Exercise directions: Repeat word for word everything from the line containing "Would you mind pointing out the brown cow" to the end of the listing, first and last lines included, and only that.
begin Input
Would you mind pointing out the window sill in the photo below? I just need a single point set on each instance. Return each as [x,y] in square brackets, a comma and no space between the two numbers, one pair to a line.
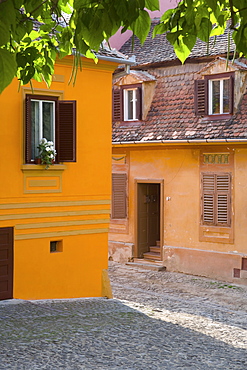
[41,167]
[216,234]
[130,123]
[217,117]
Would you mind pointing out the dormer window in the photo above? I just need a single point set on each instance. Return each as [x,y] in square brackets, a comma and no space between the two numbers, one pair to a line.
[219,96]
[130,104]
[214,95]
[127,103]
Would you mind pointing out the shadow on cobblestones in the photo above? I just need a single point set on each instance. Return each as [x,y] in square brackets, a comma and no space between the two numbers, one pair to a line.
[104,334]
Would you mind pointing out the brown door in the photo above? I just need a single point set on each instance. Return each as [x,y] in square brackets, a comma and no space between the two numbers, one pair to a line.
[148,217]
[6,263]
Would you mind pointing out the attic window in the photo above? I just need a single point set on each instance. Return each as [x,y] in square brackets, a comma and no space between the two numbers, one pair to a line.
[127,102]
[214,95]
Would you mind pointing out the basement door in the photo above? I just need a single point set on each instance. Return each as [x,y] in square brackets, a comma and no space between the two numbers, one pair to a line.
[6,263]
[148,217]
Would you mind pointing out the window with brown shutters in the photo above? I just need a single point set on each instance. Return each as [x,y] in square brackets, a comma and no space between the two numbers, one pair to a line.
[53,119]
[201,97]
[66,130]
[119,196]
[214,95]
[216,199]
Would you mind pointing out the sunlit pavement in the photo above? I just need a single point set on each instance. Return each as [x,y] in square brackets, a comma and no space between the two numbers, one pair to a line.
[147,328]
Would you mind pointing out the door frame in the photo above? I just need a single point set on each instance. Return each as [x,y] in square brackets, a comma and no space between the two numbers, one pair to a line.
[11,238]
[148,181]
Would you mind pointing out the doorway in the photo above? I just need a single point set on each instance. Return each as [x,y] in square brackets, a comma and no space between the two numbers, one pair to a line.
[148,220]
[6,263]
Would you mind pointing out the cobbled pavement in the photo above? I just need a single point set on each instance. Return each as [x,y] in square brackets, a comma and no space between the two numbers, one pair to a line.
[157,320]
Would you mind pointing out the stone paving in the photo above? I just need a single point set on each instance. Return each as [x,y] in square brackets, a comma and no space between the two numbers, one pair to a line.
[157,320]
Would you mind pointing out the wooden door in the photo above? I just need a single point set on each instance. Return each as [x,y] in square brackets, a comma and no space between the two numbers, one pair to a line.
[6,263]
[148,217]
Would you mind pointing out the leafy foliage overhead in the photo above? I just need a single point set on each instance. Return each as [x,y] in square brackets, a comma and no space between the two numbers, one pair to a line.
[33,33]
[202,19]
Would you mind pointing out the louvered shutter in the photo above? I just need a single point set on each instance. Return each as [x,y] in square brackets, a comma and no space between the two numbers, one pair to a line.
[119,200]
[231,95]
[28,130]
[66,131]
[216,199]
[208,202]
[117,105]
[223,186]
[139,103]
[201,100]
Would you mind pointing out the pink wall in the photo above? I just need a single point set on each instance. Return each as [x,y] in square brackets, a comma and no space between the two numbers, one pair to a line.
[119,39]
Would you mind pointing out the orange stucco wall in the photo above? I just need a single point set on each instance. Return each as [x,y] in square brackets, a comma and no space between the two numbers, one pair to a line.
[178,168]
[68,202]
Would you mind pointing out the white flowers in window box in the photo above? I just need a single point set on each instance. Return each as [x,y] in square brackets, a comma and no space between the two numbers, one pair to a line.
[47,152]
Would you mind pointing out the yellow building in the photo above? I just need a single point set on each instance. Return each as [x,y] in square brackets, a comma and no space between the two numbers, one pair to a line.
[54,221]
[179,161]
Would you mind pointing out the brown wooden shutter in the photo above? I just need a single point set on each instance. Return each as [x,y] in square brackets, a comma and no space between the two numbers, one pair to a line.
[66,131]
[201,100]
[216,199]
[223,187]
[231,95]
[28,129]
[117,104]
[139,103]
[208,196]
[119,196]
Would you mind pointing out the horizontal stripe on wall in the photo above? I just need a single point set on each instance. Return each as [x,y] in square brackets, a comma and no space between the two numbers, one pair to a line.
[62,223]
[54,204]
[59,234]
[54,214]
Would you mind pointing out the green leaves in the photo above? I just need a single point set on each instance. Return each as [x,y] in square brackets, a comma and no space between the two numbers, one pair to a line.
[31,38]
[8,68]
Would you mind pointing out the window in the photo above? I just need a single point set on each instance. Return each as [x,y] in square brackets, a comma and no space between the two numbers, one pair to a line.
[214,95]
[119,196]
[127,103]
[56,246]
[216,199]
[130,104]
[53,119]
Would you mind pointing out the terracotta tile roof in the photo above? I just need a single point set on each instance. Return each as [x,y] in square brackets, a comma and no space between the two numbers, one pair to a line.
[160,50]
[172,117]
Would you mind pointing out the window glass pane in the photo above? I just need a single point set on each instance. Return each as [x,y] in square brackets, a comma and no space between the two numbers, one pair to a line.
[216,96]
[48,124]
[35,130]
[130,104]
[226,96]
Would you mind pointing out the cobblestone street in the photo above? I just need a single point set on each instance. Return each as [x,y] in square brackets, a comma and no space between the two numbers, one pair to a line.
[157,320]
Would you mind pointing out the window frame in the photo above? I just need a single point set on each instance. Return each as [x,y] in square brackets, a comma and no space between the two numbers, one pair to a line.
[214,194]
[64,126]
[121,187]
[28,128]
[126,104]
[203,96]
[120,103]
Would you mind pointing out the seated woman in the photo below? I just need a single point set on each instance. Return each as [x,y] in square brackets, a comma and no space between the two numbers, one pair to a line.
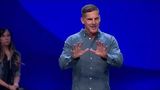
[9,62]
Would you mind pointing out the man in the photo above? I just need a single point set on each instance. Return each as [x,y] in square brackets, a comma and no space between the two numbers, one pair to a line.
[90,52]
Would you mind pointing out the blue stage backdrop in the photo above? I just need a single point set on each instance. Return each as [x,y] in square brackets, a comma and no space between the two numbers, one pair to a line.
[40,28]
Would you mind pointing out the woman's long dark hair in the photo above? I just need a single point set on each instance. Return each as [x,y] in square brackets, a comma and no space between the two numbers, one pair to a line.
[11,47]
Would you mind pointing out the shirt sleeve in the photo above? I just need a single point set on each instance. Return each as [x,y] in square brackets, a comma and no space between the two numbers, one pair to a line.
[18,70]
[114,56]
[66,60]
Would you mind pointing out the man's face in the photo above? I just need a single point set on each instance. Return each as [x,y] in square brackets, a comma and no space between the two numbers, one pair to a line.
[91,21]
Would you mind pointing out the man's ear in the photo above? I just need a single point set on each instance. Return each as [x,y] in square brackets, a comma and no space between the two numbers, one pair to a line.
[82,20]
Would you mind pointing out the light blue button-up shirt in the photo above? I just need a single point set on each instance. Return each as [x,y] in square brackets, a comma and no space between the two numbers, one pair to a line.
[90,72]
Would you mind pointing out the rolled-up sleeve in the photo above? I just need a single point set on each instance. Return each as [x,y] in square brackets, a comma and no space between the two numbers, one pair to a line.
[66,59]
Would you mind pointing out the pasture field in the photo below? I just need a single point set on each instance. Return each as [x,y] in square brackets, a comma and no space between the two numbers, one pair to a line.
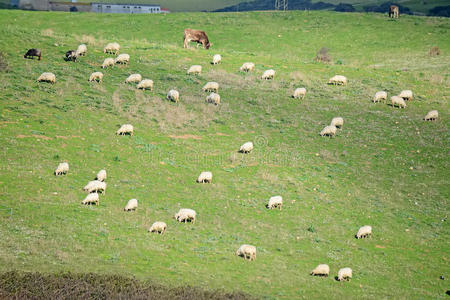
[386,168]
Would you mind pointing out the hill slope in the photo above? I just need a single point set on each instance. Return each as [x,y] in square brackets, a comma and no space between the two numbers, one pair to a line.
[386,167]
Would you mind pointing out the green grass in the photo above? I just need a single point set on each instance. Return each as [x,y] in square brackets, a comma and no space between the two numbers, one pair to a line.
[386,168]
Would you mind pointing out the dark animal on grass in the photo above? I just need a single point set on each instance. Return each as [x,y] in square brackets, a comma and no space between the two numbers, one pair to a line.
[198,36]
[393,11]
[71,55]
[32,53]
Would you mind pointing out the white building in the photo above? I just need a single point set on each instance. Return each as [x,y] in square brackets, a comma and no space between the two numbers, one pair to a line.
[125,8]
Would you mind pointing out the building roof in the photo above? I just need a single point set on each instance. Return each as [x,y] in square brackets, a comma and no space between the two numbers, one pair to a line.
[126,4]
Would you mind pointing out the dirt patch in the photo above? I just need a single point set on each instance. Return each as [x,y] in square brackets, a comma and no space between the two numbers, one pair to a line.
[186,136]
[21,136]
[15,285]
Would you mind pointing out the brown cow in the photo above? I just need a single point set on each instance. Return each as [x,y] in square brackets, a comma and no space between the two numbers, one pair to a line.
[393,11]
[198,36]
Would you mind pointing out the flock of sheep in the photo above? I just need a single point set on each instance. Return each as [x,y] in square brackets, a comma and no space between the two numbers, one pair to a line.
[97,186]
end Input
Written reply:
Would you mind pointing out the brown cow in the photo above? I just need a single point set on each instance. Return each as [x,y] in square brackets, a comma and no space between the two numbers, one pair to a line.
[393,11]
[198,36]
Would you mind pointing out the flock of sheep in the photo above? I just need a single point set on each instance. Return each as [x,y] in square brackets, a comma and no space between the two numbers, one pair to a line.
[97,186]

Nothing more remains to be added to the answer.